(Recasts with broader Bundesbank measure)
By Dave Graham
BERLIN, Dec 1 (Reuters) - Retail sales in Germany rose slightly during October, helping to offset the impact of slackening exports, but with unemployment expected to rise next year, the outlook for next year is cloudy.
Sales, including turnover at gas stations and cars, rose by 0.4 percent from September, Bundesbank data showed on Monday. A narrower measure excluding gas stations and auto sales had earlier shown a decline of 1.6 percent on the month.
Ulrike Kastens, an economist at Sal. Oppenheim in Cologne, said with turmoil on financial markets peaking in October, it had been a tough month for consumers.
"So it's pretty amazing that we got a better result with cars," Kastens said. "But it is pleasing."
"I don't think this will alter the general trend, so we shouldn't be more than cautiously optimistic. But it suggests consumers will have a stabilising influence on the economy."
Economists said falling oil prices had probably helped to encourage spending on fuel, boosting the October result.

→ **Given exercise A**
Reproduce the entire news article on German retail sales word for word.
The news article and the records below have no connection to each other.

Object location annotation data:

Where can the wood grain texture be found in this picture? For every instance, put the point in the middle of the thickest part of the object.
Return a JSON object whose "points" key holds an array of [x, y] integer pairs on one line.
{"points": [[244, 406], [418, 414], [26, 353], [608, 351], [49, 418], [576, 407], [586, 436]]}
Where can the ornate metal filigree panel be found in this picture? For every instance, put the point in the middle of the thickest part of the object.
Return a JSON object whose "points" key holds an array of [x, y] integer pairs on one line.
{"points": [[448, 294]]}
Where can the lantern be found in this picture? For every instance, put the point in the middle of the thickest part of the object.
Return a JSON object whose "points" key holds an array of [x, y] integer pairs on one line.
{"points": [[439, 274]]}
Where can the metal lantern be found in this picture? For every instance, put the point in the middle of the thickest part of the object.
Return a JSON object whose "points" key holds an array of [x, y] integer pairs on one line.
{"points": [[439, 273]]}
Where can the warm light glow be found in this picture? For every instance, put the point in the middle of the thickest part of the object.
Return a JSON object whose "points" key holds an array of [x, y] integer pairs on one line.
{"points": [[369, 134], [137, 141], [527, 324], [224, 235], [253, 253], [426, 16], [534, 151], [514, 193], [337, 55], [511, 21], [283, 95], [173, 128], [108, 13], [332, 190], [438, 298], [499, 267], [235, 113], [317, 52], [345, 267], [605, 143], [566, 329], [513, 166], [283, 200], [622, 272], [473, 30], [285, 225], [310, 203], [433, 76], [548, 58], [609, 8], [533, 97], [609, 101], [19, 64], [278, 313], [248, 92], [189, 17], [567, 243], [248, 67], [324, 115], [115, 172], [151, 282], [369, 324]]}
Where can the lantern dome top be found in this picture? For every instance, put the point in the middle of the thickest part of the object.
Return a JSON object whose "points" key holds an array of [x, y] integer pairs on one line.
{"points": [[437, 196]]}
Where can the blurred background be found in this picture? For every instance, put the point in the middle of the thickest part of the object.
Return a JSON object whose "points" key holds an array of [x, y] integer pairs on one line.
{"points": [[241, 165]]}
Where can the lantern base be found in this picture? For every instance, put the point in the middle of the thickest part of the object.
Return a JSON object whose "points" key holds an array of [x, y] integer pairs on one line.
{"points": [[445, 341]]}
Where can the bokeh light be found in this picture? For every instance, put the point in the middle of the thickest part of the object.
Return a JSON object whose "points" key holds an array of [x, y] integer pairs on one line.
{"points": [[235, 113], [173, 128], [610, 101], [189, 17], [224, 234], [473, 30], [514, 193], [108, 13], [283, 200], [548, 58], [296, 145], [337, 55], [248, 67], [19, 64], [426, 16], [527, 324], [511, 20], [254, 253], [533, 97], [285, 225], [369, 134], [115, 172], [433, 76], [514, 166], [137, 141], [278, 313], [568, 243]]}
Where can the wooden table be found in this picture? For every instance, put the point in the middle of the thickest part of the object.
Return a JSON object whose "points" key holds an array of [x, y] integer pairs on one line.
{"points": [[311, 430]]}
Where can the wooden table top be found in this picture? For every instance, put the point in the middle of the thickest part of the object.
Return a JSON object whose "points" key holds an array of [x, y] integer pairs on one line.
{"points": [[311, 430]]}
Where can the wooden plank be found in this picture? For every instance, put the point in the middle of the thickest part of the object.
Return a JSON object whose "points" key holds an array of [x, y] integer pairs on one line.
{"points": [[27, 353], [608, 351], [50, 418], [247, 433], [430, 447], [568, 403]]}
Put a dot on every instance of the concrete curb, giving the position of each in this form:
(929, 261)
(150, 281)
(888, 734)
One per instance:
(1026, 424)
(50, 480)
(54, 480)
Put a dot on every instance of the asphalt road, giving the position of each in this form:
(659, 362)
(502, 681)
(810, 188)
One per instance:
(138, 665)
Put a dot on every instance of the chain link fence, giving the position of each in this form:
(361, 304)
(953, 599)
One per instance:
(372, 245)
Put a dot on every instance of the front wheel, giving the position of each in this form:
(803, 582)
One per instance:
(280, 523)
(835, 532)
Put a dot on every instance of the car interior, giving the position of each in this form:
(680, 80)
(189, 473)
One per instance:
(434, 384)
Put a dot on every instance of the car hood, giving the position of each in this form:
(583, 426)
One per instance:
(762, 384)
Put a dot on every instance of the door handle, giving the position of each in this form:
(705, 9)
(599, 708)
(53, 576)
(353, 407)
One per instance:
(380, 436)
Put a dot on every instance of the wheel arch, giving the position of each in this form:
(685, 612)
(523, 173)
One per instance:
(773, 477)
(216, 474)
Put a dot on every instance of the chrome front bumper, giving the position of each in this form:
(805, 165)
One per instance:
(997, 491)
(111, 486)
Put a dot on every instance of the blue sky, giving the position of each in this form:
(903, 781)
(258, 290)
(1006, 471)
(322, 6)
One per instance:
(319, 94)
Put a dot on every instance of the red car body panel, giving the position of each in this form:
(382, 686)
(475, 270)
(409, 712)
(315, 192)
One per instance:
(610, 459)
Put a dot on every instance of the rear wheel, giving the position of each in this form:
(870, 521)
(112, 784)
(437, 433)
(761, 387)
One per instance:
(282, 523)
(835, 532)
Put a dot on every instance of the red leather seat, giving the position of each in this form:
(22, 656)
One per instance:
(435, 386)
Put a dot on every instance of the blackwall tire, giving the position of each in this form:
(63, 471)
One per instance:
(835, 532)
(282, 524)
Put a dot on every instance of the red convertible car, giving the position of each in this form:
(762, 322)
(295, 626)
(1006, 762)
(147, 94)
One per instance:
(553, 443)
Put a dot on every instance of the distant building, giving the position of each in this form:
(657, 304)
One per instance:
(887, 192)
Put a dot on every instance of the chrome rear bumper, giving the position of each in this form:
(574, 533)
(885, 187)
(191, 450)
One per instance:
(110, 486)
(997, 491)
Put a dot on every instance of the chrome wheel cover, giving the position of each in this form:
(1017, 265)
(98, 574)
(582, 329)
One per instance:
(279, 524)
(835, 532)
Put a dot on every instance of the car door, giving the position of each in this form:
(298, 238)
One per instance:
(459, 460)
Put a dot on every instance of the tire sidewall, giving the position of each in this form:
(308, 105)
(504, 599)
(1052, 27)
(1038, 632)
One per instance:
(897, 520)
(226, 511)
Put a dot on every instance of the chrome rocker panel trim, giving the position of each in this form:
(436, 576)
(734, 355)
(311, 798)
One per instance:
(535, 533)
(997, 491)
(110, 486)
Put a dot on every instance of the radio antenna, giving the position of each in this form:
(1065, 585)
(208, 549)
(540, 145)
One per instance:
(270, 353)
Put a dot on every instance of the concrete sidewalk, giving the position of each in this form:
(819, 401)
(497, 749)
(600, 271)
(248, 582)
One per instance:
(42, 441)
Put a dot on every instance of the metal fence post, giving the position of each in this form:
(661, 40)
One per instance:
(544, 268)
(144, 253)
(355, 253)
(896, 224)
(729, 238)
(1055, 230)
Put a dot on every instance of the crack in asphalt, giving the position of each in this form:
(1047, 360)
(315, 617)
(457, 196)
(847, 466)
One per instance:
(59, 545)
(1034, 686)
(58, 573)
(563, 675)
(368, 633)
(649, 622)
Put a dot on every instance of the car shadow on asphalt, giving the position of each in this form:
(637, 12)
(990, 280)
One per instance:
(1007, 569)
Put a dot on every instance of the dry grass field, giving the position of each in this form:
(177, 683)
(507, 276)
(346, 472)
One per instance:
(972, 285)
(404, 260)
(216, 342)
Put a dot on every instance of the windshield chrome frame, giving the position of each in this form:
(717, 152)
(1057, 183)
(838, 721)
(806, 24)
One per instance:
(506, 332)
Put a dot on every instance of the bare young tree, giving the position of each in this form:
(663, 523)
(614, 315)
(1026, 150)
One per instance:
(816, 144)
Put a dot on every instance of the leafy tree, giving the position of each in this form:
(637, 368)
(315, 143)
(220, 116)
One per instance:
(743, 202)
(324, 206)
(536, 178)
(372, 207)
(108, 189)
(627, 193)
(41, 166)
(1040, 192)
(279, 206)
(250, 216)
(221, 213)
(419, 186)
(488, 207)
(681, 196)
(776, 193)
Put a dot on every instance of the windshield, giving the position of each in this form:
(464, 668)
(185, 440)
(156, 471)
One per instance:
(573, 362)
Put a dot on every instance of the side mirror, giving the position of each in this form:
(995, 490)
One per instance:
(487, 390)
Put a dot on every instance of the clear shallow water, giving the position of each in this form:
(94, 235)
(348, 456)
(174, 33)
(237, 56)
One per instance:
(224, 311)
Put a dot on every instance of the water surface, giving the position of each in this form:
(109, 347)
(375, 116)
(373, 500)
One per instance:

→ **Given exercise B**
Rewrite the part of the records that opens with the line containing "Put a dot on every instance of the water" and closes with the final line of the records as a Markdown table with the columns "Row" and "Line", omitting any blank lines.

→ **Task answer A**
(Recasts with broader Bundesbank measure)
By Dave Graham
BERLIN, Dec 1 (Reuters) - Retail sales in Germany rose slightly during October, helping to offset the impact of slackening exports, but with unemployment expected to rise next year, the outlook for next year is cloudy.
Sales, including turnover at gas stations and cars, rose by 0.4 percent from September, Bundesbank data showed on Monday. A narrower measure excluding gas stations and auto sales had earlier shown a decline of 1.6 percent on the month.
Ulrike Kastens, an economist at Sal. Oppenheim in Cologne, said with turmoil on financial markets peaking in October, it had been a tough month for consumers.
"So it's pretty amazing that we got a better result with cars," Kastens said. "But it is pleasing."
"I don't think this will alter the general trend, so we shouldn't be more than cautiously optimistic. But it suggests consumers will have a stabilising influence on the economy."
Economists said falling oil prices had probably helped to encourage spending on fuel, boosting the October result.

→ **Task answer B**
| Row | Line |
|---|---|
| 1 | Put a dot on every instance of the water surface, giving the position of each in this form: |
| 2 | (109, 347) |
| 3 | (375, 116) |
| 4 | (373, 500) |
| 5 | One per instance: |